### Activity
Could you write out, exactly, every line from the top of the data through the line holding "formatted like [450,80]."? Omit the pictures.
BEGIN
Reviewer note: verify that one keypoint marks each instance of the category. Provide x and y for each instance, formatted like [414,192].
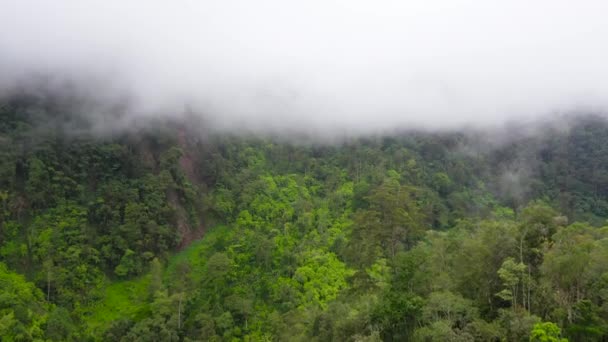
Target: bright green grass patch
[120,300]
[196,254]
[127,299]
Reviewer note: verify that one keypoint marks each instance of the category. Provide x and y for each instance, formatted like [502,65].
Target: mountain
[170,232]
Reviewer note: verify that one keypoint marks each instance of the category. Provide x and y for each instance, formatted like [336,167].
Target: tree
[546,332]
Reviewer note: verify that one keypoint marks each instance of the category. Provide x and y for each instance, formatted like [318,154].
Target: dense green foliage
[408,237]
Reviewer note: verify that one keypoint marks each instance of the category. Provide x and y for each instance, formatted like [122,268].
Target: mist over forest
[319,171]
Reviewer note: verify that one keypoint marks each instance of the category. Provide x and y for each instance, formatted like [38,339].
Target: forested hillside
[165,233]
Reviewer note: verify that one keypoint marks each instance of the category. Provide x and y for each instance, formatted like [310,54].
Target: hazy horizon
[333,67]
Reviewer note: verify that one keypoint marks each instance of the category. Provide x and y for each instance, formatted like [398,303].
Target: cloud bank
[337,65]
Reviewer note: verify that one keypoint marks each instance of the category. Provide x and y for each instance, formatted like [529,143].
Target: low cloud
[337,67]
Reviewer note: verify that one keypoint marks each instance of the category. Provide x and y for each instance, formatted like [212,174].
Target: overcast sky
[320,65]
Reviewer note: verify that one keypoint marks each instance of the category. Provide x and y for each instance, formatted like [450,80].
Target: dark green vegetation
[414,237]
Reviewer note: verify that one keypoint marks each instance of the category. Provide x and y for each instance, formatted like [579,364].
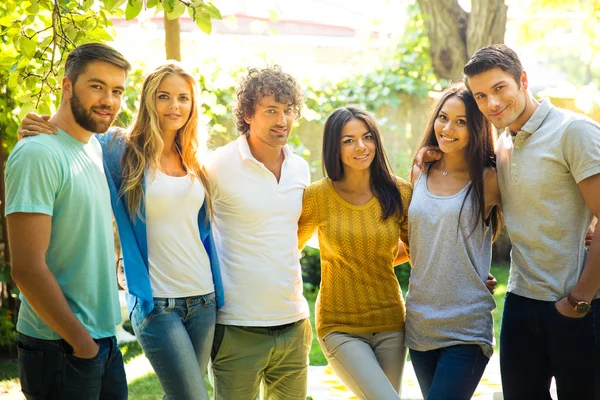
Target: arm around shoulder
[308,222]
[491,191]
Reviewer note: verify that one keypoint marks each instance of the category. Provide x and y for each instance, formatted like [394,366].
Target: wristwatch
[580,306]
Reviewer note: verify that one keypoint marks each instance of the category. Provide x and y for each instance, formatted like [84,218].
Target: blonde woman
[161,202]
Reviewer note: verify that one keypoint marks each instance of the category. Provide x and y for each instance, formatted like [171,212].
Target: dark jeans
[449,373]
[48,370]
[538,343]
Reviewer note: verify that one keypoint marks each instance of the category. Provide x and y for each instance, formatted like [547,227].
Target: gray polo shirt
[546,216]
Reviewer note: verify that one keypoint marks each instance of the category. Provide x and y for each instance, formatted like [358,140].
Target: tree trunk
[454,34]
[172,38]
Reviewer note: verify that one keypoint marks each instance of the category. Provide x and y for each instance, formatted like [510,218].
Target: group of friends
[210,242]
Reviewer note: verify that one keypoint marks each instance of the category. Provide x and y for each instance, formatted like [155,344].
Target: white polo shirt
[256,234]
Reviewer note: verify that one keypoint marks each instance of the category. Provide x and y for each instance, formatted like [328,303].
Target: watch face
[582,307]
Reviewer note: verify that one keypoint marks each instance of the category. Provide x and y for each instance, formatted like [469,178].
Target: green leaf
[8,20]
[101,34]
[177,11]
[169,5]
[203,22]
[134,7]
[12,81]
[213,11]
[44,108]
[46,42]
[273,16]
[27,46]
[110,4]
[26,108]
[87,4]
[34,8]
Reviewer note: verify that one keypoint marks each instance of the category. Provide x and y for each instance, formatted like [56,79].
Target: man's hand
[88,349]
[491,283]
[565,308]
[426,155]
[34,124]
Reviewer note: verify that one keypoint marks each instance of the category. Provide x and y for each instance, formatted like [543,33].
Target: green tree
[455,34]
[552,27]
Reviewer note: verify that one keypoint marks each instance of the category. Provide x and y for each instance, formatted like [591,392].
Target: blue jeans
[537,343]
[48,370]
[449,373]
[177,338]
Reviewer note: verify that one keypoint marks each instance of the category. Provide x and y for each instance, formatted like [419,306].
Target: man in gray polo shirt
[549,177]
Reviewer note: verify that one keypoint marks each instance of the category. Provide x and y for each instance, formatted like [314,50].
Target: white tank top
[178,263]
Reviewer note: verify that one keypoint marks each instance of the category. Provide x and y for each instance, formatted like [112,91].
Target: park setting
[394,59]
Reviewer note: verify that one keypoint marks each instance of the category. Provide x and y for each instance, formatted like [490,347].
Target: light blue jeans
[177,338]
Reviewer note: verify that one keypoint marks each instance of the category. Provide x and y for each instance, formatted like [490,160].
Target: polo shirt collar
[536,119]
[246,154]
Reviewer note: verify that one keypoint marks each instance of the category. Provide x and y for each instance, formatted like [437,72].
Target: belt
[271,329]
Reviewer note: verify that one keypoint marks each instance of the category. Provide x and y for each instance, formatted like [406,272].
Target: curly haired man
[263,335]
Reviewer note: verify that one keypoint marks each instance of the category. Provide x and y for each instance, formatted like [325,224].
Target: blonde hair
[144,143]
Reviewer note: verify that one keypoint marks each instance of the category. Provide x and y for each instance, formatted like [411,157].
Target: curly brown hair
[261,83]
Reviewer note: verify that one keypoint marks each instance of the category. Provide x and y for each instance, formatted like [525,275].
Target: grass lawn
[144,385]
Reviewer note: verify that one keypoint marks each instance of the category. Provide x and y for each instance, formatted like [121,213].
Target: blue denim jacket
[134,242]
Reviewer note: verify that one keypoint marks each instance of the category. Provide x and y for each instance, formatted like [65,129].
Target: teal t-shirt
[62,177]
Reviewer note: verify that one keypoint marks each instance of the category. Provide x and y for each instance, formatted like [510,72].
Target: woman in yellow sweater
[360,212]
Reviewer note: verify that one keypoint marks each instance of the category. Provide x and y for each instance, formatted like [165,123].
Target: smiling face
[95,98]
[357,145]
[271,123]
[173,103]
[450,126]
[500,98]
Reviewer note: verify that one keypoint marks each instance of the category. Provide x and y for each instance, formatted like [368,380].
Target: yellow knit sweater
[359,291]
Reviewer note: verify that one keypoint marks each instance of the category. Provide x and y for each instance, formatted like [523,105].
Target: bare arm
END
### Result of this task
Reviewer note: verify that one keypoint marks each instance of the category. Provide x and y for each instance, formatted like [414,192].
Target: bright green grass patch
[120,300]
[196,254]
[127,299]
Reviewer note: verify that one keypoint marks each instance of the category. Provide x and y for each instance, formatted like [502,65].
Target: mountain
[170,232]
Reviewer note: verify that one keypoint marks each instance of the category. Provide x and y for each instance, formatted like [336,167].
Target: tree
[546,332]
Reviewer note: verify that one keypoint marks each instance of the category. Provide x and y for each instance, formatted like [318,154].
Target: dense green foliage
[408,237]
Reviewer note: verify that one keypoint marks each instance of the category. Provide x and y for each instance, formatted like [122,268].
Target: mist over forest
[319,171]
Reviewer note: verify that one keypoint marks each instance of the category. Provide x and y for each instance, formatted like [38,339].
Target: forested hillside
[165,233]
Reviewer note: verify that one keypoint marks each instance of the category. Provide x and y for each instance, formatted like [310,54].
Target: hazy horizon
[333,67]
Reviewer note: verify that one keypoint marks each instance of the category. Provide x and y for each instance, formatted like [398,303].
Target: cloud bank
[337,65]
Reviewer note: verify that one keypoint marks each instance of the category. Provide x and y for each instance, formatted like [529,143].
Target: low cloud
[337,67]
Reviewer note: verify that one keypoint marks each instance of the category. Provide x and y for each instance, formatted like [212,174].
Target: overcast sky
[320,65]
Reviewer note: verify that one keypoint marks each instance of the category. Provide x and y for each instance, formatted like [450,80].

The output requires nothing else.